=== Exercise requirements ===
Pull out and copy every line in the listing below that contains the word "parked".

=== Information supplied ===
────────────────────
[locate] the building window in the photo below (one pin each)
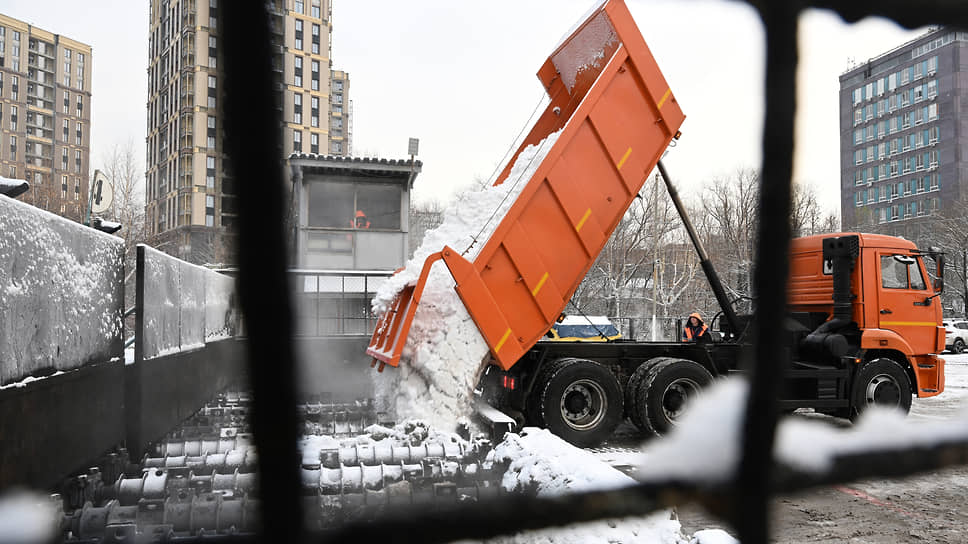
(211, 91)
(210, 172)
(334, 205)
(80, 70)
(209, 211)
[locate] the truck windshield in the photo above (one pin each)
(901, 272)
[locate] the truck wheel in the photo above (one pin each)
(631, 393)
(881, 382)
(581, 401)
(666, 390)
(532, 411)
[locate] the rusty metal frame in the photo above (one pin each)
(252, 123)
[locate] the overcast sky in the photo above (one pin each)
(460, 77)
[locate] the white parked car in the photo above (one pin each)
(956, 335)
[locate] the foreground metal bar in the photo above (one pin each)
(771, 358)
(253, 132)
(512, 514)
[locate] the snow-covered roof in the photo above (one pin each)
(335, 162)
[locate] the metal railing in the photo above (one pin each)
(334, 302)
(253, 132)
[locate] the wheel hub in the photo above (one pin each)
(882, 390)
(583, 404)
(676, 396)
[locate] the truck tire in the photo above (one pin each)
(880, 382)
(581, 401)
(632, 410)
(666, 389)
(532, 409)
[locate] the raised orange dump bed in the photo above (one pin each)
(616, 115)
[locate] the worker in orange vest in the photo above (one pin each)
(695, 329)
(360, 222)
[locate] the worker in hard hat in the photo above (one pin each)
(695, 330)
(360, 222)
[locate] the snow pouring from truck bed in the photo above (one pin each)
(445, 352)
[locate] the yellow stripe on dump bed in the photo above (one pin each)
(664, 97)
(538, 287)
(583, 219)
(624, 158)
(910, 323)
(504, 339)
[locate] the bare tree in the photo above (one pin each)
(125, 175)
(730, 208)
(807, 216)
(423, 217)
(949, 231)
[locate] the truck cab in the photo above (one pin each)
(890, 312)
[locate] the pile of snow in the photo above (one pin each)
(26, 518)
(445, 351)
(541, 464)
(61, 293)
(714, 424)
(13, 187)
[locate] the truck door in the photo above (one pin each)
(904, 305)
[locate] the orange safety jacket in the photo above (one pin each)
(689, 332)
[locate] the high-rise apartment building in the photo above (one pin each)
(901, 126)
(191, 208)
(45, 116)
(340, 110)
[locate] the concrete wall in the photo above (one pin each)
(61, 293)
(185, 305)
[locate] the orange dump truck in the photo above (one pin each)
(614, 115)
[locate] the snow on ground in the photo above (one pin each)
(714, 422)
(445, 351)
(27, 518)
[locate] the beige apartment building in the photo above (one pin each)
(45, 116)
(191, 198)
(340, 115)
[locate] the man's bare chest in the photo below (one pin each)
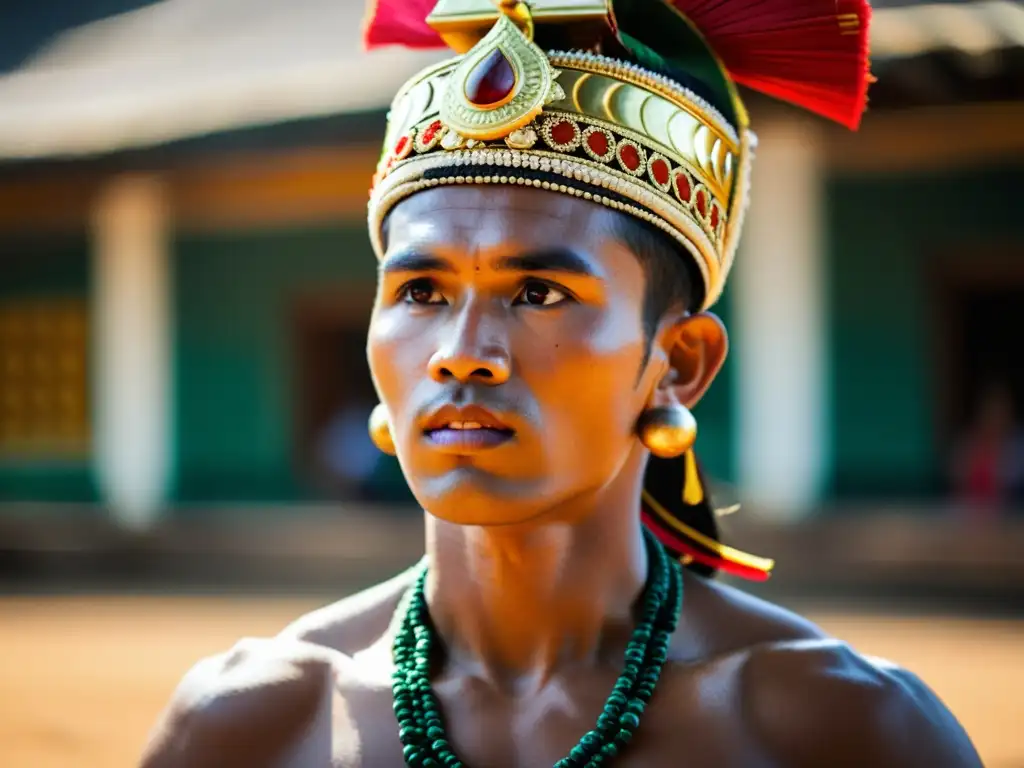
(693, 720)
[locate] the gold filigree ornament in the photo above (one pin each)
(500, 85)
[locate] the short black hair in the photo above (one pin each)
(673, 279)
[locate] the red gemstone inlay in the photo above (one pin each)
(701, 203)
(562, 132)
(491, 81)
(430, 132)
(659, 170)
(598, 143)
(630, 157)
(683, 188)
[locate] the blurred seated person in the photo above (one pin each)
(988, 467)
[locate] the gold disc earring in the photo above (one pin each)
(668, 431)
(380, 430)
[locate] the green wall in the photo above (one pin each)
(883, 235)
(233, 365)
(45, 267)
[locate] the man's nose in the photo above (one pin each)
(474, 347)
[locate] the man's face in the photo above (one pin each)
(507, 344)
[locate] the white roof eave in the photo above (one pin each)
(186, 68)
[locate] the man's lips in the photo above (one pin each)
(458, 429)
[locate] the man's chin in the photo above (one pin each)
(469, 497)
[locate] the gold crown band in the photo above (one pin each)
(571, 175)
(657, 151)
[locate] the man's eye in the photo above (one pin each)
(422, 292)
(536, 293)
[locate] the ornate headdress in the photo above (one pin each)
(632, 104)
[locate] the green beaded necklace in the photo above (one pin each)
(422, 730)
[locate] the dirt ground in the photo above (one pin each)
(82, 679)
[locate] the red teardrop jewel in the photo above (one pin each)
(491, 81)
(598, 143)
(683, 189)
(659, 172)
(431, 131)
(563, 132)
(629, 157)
────────────────────
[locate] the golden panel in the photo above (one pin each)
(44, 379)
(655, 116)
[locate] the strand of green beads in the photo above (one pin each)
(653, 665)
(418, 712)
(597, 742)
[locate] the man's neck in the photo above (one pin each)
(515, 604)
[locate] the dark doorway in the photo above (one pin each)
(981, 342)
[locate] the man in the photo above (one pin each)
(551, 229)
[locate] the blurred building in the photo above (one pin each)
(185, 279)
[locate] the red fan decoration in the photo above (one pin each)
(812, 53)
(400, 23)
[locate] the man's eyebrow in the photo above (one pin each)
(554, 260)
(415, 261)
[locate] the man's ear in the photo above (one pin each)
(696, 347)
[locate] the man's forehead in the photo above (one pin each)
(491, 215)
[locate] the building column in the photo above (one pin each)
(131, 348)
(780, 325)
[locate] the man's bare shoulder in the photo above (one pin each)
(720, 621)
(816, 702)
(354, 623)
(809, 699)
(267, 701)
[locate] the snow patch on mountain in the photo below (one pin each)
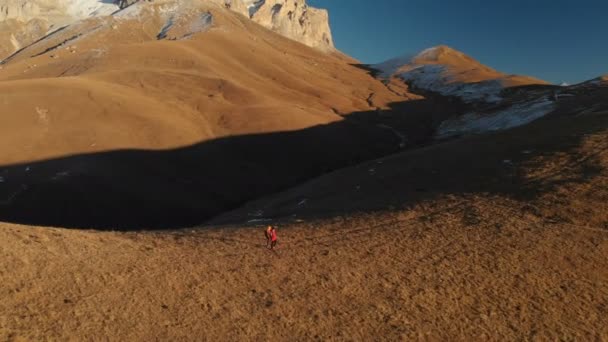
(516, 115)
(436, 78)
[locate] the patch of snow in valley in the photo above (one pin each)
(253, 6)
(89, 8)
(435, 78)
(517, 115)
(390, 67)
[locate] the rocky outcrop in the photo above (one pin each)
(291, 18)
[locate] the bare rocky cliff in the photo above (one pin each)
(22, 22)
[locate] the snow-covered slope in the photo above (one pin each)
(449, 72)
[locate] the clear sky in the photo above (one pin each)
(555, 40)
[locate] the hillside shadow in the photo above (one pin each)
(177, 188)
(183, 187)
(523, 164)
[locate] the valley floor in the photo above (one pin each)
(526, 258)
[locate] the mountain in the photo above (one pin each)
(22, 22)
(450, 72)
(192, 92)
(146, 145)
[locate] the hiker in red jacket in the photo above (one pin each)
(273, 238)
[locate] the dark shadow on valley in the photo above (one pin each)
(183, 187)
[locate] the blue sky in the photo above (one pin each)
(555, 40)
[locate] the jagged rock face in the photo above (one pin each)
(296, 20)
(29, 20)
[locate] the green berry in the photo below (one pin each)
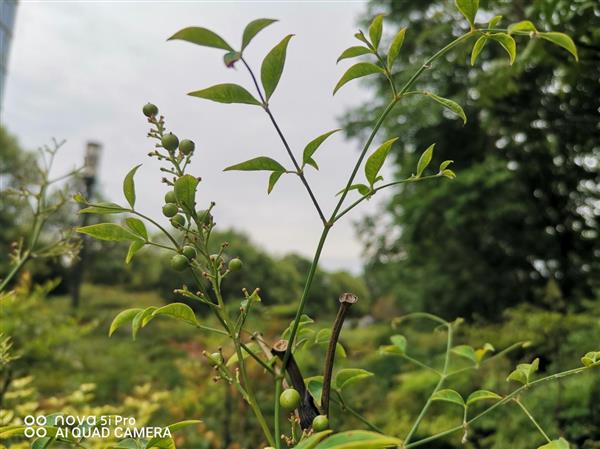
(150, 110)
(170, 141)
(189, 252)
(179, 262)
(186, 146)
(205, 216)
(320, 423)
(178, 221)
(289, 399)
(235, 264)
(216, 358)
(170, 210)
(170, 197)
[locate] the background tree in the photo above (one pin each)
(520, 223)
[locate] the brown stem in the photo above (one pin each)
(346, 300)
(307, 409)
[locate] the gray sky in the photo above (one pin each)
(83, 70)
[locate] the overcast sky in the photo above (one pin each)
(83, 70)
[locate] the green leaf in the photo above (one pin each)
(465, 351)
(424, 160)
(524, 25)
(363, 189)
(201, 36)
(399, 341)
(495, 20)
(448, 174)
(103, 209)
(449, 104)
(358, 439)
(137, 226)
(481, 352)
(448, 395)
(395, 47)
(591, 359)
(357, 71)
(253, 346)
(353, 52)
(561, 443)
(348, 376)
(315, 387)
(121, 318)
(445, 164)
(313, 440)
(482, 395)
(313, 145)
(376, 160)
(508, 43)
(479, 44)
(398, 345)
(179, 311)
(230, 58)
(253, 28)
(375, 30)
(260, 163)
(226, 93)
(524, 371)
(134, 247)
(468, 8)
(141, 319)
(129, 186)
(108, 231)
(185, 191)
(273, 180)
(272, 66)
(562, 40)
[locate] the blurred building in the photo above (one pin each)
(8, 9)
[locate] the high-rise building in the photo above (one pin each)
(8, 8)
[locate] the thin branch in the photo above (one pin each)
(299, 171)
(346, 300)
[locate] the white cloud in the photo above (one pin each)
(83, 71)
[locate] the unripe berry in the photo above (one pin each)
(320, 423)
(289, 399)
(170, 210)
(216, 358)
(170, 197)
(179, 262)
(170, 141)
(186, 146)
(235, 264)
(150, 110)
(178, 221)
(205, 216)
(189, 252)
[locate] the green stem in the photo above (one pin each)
────────────────────
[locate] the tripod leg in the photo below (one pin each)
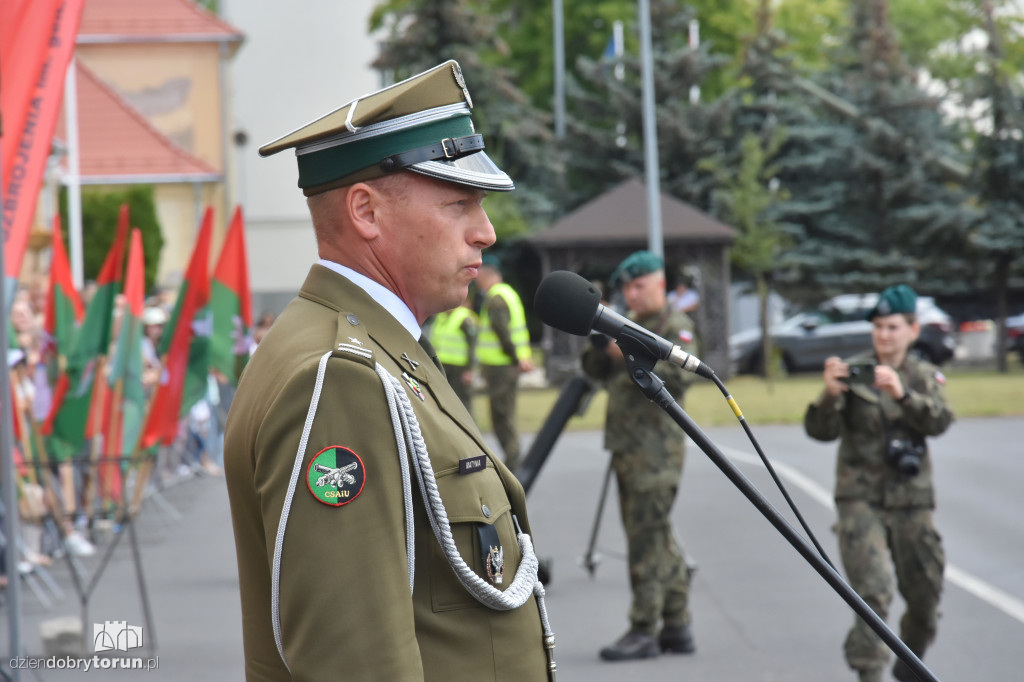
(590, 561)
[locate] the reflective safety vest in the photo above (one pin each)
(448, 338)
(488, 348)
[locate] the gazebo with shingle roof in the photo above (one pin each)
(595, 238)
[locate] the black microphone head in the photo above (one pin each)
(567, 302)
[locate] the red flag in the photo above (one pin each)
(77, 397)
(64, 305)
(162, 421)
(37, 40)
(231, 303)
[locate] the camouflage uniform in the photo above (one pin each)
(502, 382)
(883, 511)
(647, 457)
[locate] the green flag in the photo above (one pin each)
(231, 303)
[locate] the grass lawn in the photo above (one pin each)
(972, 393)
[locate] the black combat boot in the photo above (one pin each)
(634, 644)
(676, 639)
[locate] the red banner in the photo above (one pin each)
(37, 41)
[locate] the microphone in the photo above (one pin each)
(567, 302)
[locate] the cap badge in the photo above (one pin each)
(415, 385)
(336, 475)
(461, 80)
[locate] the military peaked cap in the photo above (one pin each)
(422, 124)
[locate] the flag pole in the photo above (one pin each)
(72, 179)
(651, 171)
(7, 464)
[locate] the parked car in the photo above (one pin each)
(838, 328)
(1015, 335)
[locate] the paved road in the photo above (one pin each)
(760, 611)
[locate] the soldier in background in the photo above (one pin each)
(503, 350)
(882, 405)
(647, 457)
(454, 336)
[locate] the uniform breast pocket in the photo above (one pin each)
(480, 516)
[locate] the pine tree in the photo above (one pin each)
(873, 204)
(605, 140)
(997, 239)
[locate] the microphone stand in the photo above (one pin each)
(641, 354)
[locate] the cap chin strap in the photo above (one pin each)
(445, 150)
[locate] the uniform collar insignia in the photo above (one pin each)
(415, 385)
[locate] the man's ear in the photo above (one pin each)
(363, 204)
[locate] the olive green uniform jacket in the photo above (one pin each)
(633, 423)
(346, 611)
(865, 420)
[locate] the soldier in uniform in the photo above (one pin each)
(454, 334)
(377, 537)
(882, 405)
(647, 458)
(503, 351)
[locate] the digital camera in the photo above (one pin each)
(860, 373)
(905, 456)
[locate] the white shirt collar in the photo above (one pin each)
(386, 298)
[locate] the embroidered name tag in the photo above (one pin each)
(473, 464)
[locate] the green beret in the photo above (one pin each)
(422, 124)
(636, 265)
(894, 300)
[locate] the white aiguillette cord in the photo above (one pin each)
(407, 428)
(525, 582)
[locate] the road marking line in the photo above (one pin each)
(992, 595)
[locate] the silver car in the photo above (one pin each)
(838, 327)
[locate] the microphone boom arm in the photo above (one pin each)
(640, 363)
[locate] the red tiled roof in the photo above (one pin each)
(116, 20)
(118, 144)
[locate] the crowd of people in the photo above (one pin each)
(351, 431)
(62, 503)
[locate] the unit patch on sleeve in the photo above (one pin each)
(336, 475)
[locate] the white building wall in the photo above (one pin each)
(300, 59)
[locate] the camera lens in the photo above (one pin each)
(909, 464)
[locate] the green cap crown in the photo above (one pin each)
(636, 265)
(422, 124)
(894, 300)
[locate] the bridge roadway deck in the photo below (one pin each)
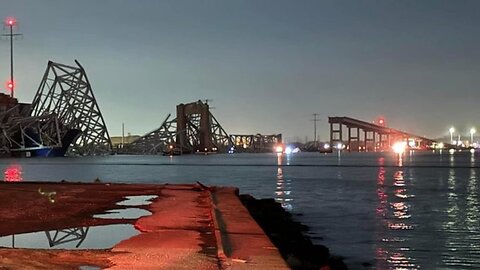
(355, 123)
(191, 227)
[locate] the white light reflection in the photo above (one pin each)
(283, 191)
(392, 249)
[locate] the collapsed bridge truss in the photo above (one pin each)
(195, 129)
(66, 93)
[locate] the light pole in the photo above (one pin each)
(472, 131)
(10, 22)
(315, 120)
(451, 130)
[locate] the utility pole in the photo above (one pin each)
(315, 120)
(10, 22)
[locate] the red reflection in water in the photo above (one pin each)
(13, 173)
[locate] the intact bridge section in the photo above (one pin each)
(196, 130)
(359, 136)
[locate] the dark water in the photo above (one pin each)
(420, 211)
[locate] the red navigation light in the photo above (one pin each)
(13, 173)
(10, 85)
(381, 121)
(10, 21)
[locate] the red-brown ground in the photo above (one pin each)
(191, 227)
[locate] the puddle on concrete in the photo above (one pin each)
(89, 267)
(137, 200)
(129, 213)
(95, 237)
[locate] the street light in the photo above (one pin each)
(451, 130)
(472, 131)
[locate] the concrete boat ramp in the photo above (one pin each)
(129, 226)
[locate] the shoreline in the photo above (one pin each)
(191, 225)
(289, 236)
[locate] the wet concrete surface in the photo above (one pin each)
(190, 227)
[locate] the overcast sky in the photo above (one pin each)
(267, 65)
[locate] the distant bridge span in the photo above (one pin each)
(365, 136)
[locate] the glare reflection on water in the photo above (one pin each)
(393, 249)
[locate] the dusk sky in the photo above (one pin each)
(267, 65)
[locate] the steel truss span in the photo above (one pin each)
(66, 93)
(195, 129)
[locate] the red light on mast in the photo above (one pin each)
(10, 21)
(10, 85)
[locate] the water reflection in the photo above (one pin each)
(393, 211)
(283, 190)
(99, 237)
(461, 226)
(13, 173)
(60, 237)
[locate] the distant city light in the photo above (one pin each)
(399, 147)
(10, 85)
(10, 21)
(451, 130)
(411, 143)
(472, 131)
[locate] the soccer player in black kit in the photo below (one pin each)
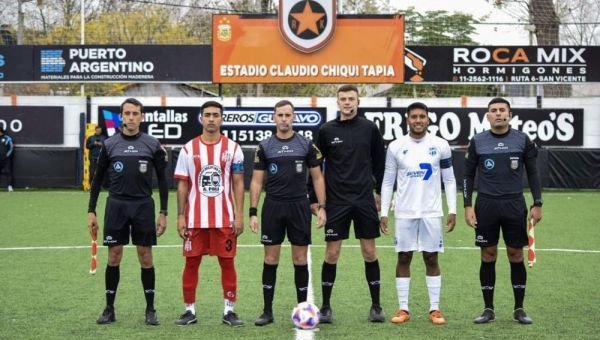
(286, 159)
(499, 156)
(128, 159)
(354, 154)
────────────────────
=== Result of the task ===
[locate] the white parked car in the photo above (one pin each)
[locate] the parked car in the photo above (one pin each)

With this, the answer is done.